__Your assignment__. Go to the line containing "If you would be so kind as to spot the distant" in the records below and retype from there through the final line, exactly.

------------

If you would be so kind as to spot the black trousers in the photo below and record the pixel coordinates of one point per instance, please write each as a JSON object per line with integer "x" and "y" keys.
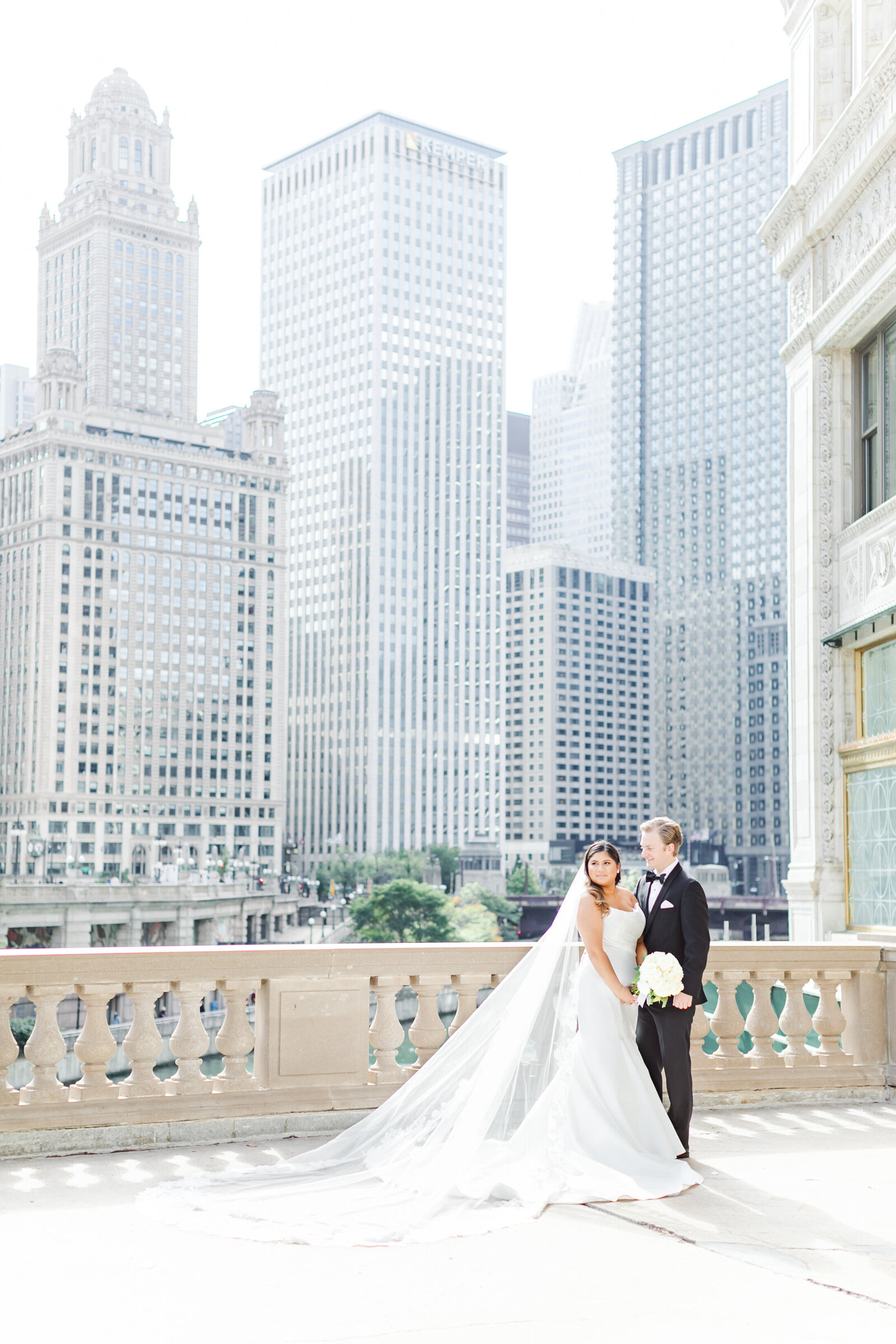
{"x": 664, "y": 1040}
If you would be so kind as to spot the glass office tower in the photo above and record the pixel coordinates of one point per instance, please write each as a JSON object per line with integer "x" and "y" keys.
{"x": 383, "y": 335}
{"x": 699, "y": 469}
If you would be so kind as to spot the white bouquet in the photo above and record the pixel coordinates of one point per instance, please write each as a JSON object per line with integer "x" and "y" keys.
{"x": 657, "y": 979}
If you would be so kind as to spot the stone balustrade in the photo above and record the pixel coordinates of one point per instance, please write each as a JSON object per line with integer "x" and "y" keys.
{"x": 312, "y": 1035}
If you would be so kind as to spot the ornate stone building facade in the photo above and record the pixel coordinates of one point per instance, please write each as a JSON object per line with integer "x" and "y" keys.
{"x": 833, "y": 237}
{"x": 142, "y": 556}
{"x": 117, "y": 268}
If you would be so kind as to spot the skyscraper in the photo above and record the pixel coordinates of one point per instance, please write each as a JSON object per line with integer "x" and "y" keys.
{"x": 519, "y": 479}
{"x": 16, "y": 397}
{"x": 383, "y": 334}
{"x": 117, "y": 269}
{"x": 699, "y": 467}
{"x": 571, "y": 429}
{"x": 577, "y": 698}
{"x": 142, "y": 558}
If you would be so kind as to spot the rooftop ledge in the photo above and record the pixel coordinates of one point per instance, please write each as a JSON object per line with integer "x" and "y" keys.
{"x": 323, "y": 1032}
{"x": 794, "y": 1139}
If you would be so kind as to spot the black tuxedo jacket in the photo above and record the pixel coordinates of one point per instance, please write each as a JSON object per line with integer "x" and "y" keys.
{"x": 679, "y": 924}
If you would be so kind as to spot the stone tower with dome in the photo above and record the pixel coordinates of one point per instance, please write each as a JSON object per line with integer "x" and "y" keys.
{"x": 117, "y": 277}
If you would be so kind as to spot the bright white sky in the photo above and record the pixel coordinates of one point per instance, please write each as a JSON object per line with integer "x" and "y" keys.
{"x": 559, "y": 86}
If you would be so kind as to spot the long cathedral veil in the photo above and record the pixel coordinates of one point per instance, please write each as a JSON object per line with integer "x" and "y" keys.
{"x": 444, "y": 1155}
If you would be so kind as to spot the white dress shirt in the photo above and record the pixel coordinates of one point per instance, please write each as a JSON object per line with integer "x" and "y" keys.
{"x": 656, "y": 888}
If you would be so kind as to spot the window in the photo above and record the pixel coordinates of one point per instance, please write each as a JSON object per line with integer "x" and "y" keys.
{"x": 878, "y": 682}
{"x": 876, "y": 475}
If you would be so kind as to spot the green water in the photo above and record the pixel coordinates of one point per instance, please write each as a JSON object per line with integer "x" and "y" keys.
{"x": 745, "y": 998}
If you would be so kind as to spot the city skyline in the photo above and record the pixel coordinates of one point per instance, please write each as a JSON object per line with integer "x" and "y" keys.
{"x": 564, "y": 136}
{"x": 383, "y": 335}
{"x": 699, "y": 467}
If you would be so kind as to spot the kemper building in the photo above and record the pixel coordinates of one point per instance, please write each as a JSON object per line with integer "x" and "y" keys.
{"x": 699, "y": 472}
{"x": 142, "y": 562}
{"x": 833, "y": 239}
{"x": 383, "y": 335}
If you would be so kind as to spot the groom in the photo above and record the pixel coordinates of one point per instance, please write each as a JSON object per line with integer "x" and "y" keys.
{"x": 678, "y": 921}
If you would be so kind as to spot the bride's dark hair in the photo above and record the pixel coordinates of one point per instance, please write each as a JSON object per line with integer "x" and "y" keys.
{"x": 591, "y": 888}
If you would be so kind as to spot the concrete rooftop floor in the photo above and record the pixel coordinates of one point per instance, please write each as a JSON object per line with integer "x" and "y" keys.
{"x": 794, "y": 1230}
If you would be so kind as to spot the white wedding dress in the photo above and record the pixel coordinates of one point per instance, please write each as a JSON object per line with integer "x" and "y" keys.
{"x": 540, "y": 1099}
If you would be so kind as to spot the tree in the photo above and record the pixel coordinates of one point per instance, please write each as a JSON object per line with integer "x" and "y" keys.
{"x": 506, "y": 913}
{"x": 381, "y": 869}
{"x": 523, "y": 879}
{"x": 403, "y": 912}
{"x": 449, "y": 861}
{"x": 343, "y": 870}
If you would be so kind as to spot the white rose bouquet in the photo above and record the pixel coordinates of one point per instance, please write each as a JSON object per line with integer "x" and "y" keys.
{"x": 657, "y": 979}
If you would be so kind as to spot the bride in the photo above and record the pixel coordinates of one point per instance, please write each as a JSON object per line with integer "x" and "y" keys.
{"x": 539, "y": 1099}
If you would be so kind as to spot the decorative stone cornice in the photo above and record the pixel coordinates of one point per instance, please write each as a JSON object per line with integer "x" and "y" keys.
{"x": 868, "y": 752}
{"x": 830, "y": 159}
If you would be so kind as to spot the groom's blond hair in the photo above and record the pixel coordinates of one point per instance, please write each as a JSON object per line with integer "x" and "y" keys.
{"x": 668, "y": 831}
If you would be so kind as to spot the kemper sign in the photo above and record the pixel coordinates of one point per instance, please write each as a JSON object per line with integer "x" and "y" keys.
{"x": 441, "y": 151}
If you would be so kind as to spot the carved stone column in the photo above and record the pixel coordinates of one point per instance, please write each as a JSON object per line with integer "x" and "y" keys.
{"x": 235, "y": 1039}
{"x": 829, "y": 1020}
{"x": 468, "y": 988}
{"x": 428, "y": 1032}
{"x": 796, "y": 1022}
{"x": 143, "y": 1043}
{"x": 386, "y": 1034}
{"x": 46, "y": 1049}
{"x": 190, "y": 1040}
{"x": 8, "y": 1045}
{"x": 96, "y": 1046}
{"x": 699, "y": 1033}
{"x": 762, "y": 1022}
{"x": 726, "y": 1022}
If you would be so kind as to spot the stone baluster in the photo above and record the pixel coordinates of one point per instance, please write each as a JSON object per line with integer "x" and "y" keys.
{"x": 46, "y": 1049}
{"x": 8, "y": 1045}
{"x": 699, "y": 1033}
{"x": 386, "y": 1034}
{"x": 96, "y": 1046}
{"x": 235, "y": 1039}
{"x": 727, "y": 1022}
{"x": 762, "y": 1022}
{"x": 468, "y": 988}
{"x": 143, "y": 1042}
{"x": 190, "y": 1040}
{"x": 829, "y": 1020}
{"x": 428, "y": 1030}
{"x": 796, "y": 1022}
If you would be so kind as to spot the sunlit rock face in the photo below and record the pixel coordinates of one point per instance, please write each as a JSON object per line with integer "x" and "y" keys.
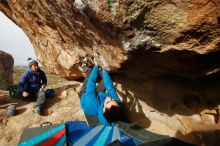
{"x": 6, "y": 70}
{"x": 166, "y": 55}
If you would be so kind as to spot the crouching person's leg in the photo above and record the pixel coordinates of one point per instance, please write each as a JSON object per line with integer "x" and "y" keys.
{"x": 38, "y": 108}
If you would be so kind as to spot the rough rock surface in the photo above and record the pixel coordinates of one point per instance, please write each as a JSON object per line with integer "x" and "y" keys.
{"x": 63, "y": 107}
{"x": 63, "y": 32}
{"x": 166, "y": 52}
{"x": 6, "y": 70}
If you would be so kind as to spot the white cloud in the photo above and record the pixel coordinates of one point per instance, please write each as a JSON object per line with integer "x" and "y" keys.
{"x": 14, "y": 41}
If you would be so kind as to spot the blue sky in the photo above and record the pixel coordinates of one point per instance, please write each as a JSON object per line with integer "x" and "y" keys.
{"x": 14, "y": 41}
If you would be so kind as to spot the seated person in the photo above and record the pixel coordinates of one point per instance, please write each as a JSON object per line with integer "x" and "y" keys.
{"x": 104, "y": 104}
{"x": 32, "y": 84}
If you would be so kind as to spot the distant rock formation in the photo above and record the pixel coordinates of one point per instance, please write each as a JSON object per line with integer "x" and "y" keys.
{"x": 6, "y": 70}
{"x": 166, "y": 54}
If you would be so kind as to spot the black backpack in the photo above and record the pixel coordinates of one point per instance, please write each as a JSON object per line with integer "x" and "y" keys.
{"x": 14, "y": 91}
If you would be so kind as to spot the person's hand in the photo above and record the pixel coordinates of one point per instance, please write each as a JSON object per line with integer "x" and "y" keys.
{"x": 41, "y": 90}
{"x": 25, "y": 94}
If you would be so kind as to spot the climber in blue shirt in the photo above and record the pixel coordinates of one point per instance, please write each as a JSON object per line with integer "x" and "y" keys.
{"x": 32, "y": 84}
{"x": 104, "y": 102}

------------

__Exercise result__.
If you would be so kind as to spot the distant rock formation in the photo above and record the pixel coordinates of one point per instance, please write each as a JSON object per line with integer "x" and "y" keys.
{"x": 6, "y": 70}
{"x": 166, "y": 54}
If you would be so kind as to spot the black backpack in the photo above and record the pixel coordinates of one point per instance, please write each as a JSON object per line with integer "x" and "y" keys.
{"x": 14, "y": 91}
If you would be so kind as to spot the person's hand in the photo above and record the pixel coordinates of one point per instance, please write each as a JSON object per line with integer "x" and "y" keys.
{"x": 41, "y": 90}
{"x": 25, "y": 94}
If you would be so kind as to spot the climber in blue shirt in the photo above and record the pixel coordinates of one point per instance, please write each as a JSON object per line with integer "x" and "y" keys.
{"x": 32, "y": 84}
{"x": 104, "y": 102}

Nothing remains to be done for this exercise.